[START The records]

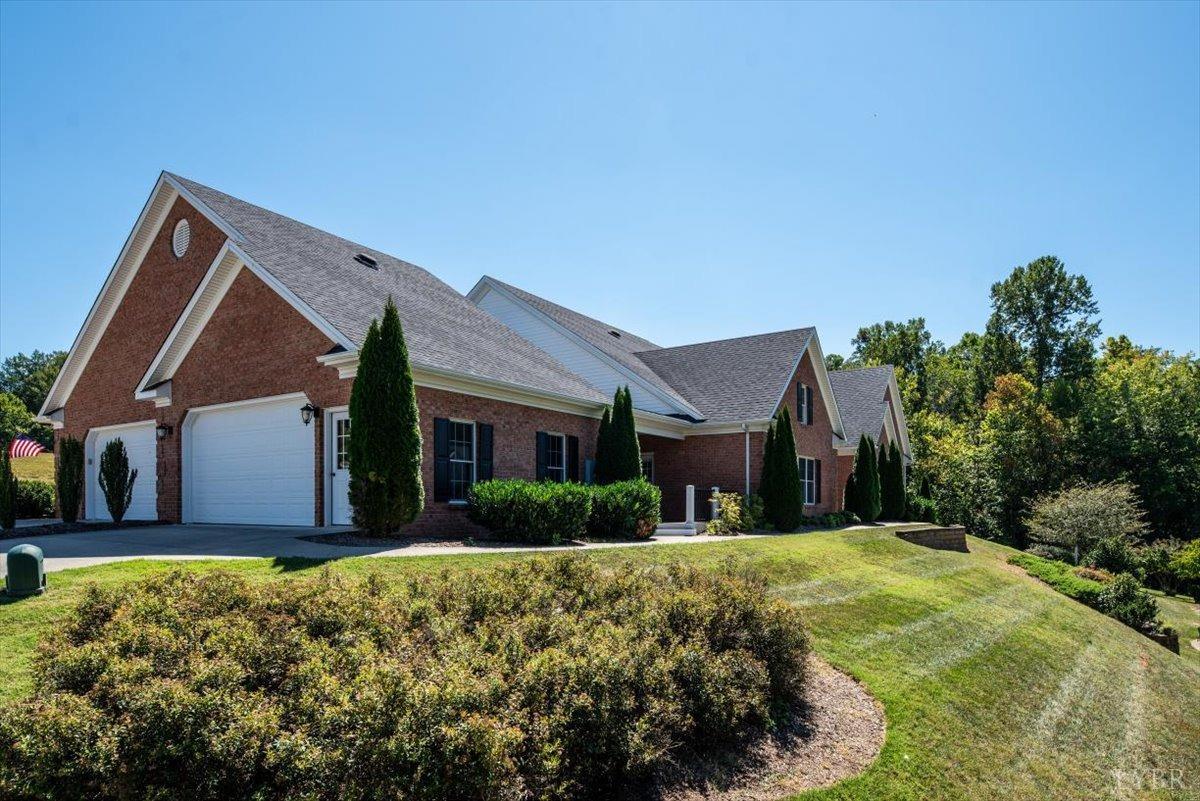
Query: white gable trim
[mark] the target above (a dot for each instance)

[END The records]
[START The records]

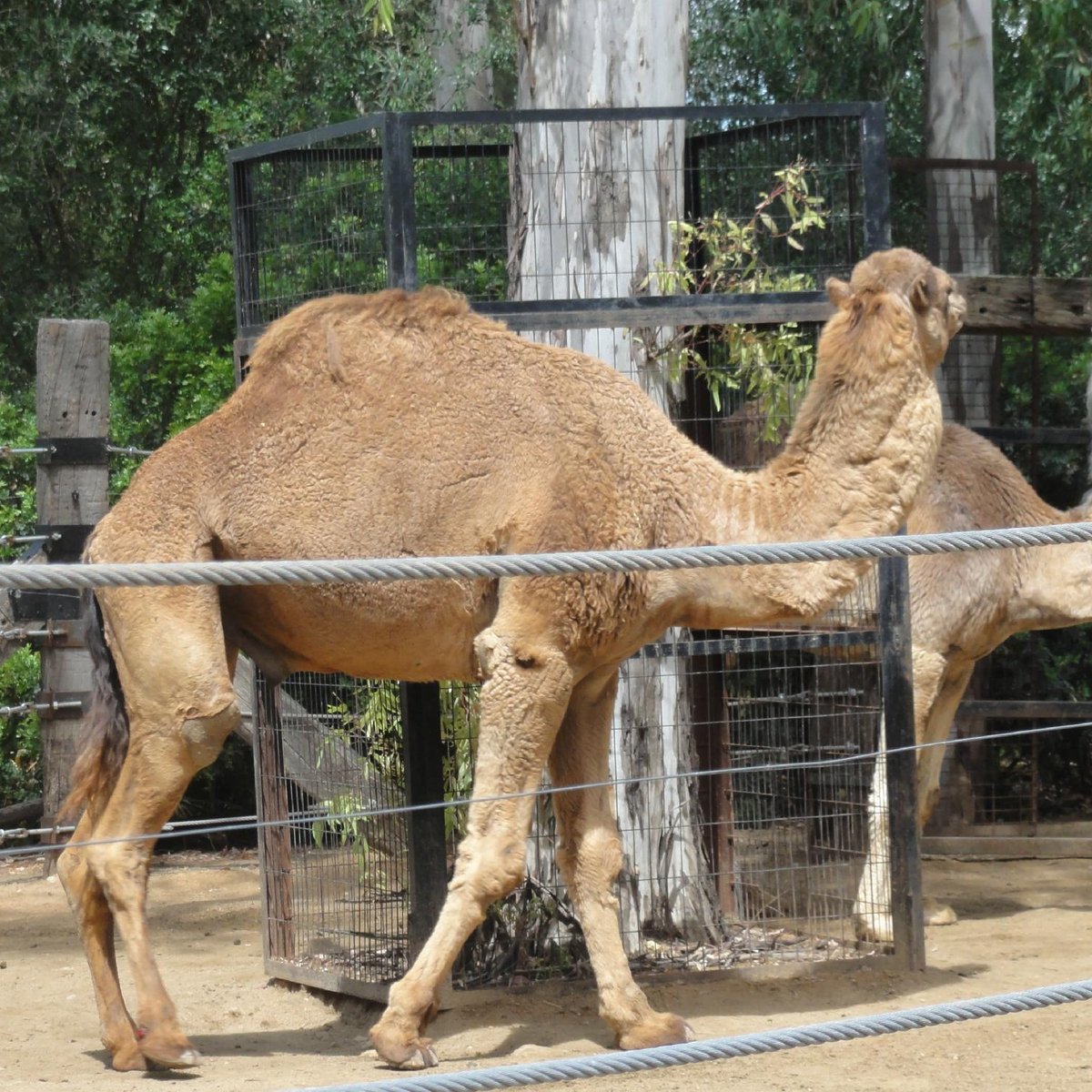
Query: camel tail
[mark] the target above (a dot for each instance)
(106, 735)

[END The records]
[START The records]

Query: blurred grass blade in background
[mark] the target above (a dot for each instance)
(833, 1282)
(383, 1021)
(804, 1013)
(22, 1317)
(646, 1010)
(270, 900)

[END The records]

Locate each line in the records above that contains the word "Query" and copy those lines in full.

**Task solution**
Query: white gable trim
Query: camel tail
Query: blurred grass blade in background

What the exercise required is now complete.